Collection entries:
_ _ _

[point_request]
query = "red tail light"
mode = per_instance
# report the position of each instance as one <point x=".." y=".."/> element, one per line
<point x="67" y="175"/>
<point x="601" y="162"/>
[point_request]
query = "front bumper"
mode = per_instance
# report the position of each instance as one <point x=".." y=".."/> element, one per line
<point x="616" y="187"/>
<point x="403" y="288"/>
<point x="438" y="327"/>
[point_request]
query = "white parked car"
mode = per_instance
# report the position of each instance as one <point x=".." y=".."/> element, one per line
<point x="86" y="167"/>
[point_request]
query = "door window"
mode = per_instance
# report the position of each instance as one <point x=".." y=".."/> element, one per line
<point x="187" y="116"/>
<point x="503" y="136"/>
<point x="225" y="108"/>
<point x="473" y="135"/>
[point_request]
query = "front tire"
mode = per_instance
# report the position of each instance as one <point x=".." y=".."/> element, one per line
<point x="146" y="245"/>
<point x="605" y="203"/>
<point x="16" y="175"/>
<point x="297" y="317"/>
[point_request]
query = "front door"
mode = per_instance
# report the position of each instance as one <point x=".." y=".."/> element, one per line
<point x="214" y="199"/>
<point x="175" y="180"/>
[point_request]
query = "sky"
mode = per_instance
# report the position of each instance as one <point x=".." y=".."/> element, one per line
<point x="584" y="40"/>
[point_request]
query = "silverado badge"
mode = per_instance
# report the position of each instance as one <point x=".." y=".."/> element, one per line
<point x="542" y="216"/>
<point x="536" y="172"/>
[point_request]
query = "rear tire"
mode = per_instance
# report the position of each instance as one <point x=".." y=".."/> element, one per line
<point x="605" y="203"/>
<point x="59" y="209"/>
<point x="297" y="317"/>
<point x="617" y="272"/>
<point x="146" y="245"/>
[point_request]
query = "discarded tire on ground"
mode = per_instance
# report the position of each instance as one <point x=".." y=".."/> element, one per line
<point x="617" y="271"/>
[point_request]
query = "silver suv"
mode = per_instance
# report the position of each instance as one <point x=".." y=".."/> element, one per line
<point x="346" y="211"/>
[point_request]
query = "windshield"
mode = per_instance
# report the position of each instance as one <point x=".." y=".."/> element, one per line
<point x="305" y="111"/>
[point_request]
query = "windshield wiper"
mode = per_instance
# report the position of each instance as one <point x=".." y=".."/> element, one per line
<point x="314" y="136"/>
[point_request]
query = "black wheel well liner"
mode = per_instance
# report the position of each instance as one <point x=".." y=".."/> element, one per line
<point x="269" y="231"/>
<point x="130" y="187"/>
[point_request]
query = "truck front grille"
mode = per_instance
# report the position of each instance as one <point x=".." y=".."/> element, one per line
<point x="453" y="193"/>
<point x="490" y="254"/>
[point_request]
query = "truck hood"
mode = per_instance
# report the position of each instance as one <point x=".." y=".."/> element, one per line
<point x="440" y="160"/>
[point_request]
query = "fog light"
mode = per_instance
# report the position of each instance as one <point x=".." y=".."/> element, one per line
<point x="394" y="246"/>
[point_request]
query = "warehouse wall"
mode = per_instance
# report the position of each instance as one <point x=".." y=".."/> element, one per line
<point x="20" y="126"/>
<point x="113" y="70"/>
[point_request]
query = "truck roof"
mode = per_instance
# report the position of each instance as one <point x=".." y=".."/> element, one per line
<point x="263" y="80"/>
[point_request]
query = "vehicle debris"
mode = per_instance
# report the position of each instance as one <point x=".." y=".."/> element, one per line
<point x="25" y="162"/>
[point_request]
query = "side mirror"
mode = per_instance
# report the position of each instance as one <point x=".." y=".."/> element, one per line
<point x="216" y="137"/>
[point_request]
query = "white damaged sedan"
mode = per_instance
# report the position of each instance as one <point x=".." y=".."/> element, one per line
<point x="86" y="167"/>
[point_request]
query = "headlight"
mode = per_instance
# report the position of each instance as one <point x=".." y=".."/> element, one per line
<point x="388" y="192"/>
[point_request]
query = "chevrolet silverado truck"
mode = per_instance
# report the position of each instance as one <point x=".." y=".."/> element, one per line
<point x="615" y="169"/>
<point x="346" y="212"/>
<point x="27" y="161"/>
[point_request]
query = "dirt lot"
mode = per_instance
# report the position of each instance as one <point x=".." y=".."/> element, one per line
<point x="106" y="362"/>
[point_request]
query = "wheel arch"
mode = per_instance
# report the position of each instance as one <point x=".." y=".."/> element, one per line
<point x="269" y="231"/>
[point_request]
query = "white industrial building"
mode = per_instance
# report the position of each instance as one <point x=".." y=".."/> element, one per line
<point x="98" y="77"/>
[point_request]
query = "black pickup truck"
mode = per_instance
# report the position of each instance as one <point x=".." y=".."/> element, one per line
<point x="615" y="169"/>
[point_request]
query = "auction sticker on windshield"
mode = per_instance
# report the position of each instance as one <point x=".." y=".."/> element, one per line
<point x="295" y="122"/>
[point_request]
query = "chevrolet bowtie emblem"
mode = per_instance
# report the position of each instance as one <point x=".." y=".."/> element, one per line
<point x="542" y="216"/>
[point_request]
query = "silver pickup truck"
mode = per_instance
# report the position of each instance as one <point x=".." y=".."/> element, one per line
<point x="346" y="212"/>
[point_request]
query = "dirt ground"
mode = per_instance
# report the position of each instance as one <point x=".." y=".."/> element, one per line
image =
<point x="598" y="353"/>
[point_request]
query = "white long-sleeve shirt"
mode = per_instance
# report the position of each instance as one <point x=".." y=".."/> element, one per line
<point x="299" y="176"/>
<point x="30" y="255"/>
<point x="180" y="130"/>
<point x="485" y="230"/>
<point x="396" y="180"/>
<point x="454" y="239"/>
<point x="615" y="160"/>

_ _ _

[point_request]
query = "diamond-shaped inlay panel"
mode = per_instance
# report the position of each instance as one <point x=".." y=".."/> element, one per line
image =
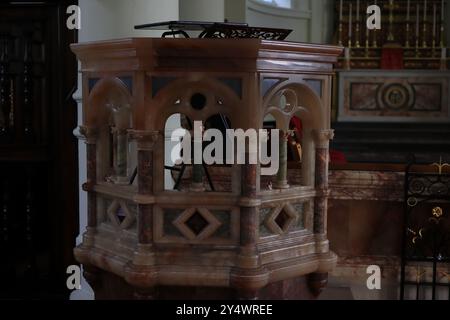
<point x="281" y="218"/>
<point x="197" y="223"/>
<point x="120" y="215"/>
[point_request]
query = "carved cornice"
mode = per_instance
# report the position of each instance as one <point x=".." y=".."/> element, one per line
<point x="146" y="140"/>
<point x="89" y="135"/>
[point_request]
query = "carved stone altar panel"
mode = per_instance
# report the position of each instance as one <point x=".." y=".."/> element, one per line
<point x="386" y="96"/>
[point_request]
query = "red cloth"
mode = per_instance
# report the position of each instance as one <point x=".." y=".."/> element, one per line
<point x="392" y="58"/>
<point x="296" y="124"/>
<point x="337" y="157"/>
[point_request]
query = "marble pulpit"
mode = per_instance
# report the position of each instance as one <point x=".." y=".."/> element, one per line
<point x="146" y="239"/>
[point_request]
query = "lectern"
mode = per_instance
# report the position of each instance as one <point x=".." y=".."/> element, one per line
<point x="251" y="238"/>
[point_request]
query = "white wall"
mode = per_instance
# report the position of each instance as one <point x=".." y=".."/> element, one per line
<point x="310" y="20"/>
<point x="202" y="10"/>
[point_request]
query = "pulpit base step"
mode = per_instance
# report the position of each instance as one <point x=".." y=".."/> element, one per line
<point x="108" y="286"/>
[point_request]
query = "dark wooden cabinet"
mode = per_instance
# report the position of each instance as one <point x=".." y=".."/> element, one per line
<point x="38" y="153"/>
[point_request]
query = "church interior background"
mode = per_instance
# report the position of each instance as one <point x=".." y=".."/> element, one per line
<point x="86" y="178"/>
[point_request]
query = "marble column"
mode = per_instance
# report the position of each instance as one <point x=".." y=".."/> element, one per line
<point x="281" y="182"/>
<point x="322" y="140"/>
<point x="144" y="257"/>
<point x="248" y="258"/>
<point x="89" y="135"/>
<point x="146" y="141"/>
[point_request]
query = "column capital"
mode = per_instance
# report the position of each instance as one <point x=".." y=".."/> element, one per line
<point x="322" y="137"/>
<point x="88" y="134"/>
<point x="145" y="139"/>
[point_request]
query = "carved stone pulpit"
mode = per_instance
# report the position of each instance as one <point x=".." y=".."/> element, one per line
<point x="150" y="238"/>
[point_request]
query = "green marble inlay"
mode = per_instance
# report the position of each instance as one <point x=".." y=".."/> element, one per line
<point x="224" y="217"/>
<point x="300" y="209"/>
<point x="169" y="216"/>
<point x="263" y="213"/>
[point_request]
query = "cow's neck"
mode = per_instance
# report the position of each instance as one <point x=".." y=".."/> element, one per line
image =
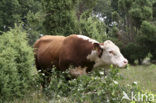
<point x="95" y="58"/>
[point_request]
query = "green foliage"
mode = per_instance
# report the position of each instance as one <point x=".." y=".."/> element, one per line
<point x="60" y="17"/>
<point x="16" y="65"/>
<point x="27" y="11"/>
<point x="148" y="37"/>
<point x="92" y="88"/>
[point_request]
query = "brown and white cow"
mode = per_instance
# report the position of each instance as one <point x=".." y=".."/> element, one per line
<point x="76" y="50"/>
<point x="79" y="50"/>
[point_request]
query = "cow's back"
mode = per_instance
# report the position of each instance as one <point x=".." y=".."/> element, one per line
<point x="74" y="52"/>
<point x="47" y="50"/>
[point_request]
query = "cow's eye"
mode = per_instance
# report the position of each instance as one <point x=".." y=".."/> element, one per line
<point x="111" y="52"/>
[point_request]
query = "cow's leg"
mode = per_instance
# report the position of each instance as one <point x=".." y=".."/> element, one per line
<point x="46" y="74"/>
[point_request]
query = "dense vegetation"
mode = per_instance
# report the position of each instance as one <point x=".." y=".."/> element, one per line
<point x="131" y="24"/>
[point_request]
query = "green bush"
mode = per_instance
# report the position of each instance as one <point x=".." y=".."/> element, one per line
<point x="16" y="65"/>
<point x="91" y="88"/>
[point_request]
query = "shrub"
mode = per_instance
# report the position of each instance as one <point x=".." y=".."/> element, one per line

_ _ _

* [INSTRUCTIONS TO FOLLOW]
Count the lines in the collection entries above that contain the string "carved", matching case exactly, and give only that number.

* [THE RESPONSE]
3